__Records for this exercise__:
— start —
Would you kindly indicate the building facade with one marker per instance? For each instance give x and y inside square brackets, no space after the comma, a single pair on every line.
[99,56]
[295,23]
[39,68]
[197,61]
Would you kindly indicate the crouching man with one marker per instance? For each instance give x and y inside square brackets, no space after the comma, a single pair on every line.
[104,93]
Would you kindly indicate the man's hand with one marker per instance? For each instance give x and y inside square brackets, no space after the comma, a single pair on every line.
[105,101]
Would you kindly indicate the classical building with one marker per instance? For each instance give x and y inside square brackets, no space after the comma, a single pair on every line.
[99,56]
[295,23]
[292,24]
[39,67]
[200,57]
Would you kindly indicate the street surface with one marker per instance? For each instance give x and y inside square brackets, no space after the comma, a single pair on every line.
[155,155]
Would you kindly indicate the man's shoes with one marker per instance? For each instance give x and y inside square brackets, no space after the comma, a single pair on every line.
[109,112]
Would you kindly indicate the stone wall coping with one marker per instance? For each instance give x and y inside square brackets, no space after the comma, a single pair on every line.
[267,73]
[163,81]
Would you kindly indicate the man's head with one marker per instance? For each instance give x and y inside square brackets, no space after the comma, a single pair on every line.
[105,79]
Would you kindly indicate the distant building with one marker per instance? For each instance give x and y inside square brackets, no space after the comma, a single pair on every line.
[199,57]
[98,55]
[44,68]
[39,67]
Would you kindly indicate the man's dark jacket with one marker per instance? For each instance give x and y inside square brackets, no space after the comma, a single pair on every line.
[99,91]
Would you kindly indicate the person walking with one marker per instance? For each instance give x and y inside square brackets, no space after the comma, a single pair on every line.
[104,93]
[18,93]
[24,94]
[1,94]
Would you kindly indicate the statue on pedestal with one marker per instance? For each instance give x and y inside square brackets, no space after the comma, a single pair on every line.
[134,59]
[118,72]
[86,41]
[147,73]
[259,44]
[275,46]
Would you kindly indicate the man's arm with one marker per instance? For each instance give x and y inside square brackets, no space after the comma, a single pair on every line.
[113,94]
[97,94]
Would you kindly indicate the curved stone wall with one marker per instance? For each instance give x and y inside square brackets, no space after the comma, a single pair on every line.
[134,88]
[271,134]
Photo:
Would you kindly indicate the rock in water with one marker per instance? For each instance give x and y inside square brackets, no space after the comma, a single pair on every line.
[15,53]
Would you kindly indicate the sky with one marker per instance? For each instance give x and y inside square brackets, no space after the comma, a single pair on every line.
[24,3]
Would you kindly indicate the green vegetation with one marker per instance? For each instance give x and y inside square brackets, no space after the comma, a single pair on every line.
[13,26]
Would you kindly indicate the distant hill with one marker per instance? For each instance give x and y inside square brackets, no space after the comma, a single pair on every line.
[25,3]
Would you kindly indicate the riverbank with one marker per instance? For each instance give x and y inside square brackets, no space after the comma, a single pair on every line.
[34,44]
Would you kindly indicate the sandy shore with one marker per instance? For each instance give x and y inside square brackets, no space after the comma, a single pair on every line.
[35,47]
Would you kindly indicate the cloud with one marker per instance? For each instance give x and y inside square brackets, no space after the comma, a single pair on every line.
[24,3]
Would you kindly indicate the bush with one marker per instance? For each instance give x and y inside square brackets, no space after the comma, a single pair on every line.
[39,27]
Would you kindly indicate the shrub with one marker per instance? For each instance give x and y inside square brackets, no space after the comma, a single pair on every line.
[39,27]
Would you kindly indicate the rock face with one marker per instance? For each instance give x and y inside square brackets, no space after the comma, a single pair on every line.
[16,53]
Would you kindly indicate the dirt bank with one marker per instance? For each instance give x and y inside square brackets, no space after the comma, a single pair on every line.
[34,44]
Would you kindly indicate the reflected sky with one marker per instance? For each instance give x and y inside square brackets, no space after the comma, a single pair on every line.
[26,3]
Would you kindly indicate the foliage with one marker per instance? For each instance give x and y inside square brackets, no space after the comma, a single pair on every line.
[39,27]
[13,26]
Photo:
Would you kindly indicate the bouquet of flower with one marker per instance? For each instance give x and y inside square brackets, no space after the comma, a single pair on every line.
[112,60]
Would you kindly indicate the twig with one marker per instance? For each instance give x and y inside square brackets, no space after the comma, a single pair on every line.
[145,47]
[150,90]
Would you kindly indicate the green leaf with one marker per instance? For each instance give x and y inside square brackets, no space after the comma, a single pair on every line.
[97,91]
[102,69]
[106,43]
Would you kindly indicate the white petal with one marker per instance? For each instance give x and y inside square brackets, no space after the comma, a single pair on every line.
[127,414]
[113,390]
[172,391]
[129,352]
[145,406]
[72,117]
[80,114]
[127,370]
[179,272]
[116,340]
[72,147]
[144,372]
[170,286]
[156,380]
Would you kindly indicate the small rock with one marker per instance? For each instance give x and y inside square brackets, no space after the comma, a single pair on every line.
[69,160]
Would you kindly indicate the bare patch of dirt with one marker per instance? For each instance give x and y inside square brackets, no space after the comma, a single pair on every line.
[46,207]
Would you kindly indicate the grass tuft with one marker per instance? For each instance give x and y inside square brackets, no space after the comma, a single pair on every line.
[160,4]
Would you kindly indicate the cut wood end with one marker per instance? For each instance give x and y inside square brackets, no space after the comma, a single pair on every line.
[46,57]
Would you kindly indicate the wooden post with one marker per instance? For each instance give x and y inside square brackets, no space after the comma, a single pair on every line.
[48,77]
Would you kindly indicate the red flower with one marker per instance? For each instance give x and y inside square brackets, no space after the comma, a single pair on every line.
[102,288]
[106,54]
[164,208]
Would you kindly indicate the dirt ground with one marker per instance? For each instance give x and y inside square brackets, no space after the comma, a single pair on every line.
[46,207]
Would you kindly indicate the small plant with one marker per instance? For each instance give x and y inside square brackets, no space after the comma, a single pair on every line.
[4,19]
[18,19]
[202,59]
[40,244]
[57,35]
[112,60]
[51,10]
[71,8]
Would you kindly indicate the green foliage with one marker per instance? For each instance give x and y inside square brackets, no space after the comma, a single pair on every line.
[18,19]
— end —
__Exercise__: Write out, word for word, the line containing "Would you kindly indicate the red" and every line after it to the end of the data above.

__Solved exercise__:
Would you kindly indicate the red flower with one marker per instance? For each instance give x and y inside square brackets, no space after the comma, a single pair on every line.
[102,288]
[106,54]
[164,208]
Would you kindly indicate the dirt ground with one marker per instance? For each instance give x and y inside square brackets, no space after the comma, a single pair on every line.
[46,207]
Would you kindly indicate the small plant with one marker per instance? For each instance give x and y inside square brackets, no space after the comma, a single pair on every line.
[4,19]
[18,19]
[202,59]
[40,244]
[57,35]
[112,60]
[51,10]
[71,8]
Would you kindly indicate the green foliage with one marker per instance? For each instance give x and y inside square brackets, no space after the comma, a single pair on every line.
[18,19]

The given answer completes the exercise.